• _SOURCE EXTRACT_:

3

I'm trying to make my own nameserver without 8.8.8.8 or 8.8.4.4. I had it set up in the beginning but I don't know where I went wrong, all I get is

;; connection timed out; no servers could be reached

This is my zone file

zone "my-new-place.com" IN {
type master;
file "/etc/bind/my-new-place.com";
};

This is my /etc/resolv.conf file, I'm using 888 as my eth0 ipv4

search my-new-place.com
nameserver 192.168.1.888

This is my my nameserver file

$TTL 864
@ IN SOA k.my-new-place.com root.my-email.com (
 2
 3600
 900
 604800
 864
)
@ IN NS k.my-new-place.com

k.my-new-place.com IN A 89.31.143.1

This is my control file /etc/bind/named.conf.options

ACL bindMe {
192.168.1.0/24;
};

options {
directory "/var/cache/bind";
listen-on port 53 { 192.168.1.888; 127.0.0.1; };
allow-query { localhost; bindMe; };
forwarders { 192.168.1.1; };
recursion yes;
};
6

It's not entirely clear to me what is happening. I imagine that bind is not running, due to errors in your configurations, so it is unreachable. If this isn't helpful, please edit your post to include the command you're running, and additional output.

• _PROBLEM SET_:
**1)** Quote the BIND nameserver post word for word, starting at the words "It's not entirely" and stopping after "and additional output.".
**2)** Write the next part of the BIND nameserver post, starting after its last sentence.

Entries from a point annotation set
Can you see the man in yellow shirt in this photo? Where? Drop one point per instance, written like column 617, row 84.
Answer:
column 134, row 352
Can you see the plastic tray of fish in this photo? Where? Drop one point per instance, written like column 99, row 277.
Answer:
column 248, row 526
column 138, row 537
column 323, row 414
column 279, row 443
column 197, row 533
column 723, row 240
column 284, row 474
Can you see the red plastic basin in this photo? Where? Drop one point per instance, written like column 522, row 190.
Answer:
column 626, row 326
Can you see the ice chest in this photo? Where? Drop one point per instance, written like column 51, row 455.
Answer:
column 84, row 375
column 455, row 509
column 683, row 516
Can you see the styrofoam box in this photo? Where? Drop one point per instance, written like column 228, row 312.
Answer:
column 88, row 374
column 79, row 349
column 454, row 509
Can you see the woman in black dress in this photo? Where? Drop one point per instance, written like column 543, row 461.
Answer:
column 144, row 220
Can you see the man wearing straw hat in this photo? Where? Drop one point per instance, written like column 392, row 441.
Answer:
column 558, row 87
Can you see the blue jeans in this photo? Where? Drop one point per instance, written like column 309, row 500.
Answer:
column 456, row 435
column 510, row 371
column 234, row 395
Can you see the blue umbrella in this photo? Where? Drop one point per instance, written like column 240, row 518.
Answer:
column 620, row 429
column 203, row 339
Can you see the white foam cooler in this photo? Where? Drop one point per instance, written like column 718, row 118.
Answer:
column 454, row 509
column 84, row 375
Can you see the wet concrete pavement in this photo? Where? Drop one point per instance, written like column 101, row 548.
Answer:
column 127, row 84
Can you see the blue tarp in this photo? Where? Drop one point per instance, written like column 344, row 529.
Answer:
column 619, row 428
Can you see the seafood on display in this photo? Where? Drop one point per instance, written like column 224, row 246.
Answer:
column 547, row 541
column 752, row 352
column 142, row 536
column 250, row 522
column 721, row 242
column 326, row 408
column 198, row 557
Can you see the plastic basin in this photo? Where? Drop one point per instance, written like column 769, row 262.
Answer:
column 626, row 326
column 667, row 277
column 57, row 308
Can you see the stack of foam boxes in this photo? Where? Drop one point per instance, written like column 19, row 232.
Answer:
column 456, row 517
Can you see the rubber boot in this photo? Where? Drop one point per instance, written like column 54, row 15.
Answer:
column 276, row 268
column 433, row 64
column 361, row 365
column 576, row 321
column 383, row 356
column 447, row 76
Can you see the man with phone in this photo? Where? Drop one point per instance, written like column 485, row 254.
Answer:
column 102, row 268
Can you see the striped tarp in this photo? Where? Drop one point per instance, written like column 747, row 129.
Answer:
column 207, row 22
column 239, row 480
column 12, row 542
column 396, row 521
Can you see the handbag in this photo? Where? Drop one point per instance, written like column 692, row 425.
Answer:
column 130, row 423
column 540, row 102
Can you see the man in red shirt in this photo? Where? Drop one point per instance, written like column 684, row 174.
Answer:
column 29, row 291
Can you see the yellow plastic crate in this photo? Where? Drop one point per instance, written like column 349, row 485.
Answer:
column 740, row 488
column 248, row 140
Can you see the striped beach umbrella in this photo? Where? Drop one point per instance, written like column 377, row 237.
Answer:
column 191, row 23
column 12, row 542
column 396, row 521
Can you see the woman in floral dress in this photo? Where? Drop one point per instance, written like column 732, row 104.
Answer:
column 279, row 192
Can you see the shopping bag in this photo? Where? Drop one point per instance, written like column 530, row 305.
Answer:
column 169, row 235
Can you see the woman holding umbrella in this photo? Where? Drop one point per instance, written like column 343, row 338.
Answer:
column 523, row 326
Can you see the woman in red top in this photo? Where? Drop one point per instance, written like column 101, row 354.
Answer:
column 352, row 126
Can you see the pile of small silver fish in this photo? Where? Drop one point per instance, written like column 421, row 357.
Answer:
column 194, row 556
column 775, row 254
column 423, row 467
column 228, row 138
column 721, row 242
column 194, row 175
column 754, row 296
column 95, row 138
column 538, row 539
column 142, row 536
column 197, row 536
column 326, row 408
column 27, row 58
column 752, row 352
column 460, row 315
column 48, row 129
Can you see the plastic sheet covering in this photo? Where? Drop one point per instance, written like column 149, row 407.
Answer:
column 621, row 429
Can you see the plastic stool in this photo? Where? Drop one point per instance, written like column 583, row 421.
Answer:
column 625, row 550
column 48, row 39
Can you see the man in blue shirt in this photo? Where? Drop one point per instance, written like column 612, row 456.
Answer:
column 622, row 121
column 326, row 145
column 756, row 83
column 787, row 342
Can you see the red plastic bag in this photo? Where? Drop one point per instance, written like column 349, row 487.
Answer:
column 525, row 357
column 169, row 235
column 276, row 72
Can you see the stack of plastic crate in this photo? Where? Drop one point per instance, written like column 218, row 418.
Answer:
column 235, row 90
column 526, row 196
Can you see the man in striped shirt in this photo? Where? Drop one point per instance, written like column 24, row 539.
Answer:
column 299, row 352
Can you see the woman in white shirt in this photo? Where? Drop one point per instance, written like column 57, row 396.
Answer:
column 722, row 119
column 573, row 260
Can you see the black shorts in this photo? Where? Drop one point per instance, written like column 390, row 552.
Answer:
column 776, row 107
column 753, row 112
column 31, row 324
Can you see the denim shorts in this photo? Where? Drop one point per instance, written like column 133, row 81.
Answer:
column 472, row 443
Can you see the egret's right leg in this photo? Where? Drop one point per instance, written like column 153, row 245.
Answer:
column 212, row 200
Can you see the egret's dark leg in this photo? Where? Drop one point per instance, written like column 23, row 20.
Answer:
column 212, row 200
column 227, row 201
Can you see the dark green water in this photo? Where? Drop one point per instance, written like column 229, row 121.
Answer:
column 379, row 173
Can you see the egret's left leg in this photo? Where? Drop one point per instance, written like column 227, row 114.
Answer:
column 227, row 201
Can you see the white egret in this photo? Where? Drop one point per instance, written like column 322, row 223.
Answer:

• _EXERCISE RESULTS_:
**1)**
It's not entirely clear to me what is happening. I imagine that bind is not running, due to errors in your configurations, so it is unreachable. If this isn't helpful, please edit your post to include the command you're running, and additional output.

**2)**
When you interact with bind, are you using systemctl? For example:

systemctl restart bind9

When you do this, does the command spit out any errors? Normally when something is wrong, it will direct you to look at journalctl. What is the system telling you is wrong?

You can check if bind is running using systemctl status bind9, or ps aux | grep named, and possibly rndc status.

Maybe you have your /etc/bind/named.conf.local correct, but you did not post one, so be sure that you have the zone entries in that file. You will need one per domain, and one per subnet served:

zone "example.tld" {
    type master;
    file "/etc/bind/zones/example.tld.zone";
};

zone "1.168.192.in-addr.arpa" {
    type master;
    file "/etc/bind/zones/192.168.1.zone";
};

Here is a working /etc/bind/named.conf.options, however, I've adjusted the IP to read .200, since .888 is not a valid IP.

    options {
            directory "/var/cache/bind";

            // If there is a firewall between you and nameservers you want
            // to talk to, you may need to fix the firewall to allow multiple
            // ports to talk.  See http://www.kb.cert.org/vuls/id/800113

            // If your ISP provided one or more IP addresses for stable 
            // nameservers, you probably want to use them as forwarders.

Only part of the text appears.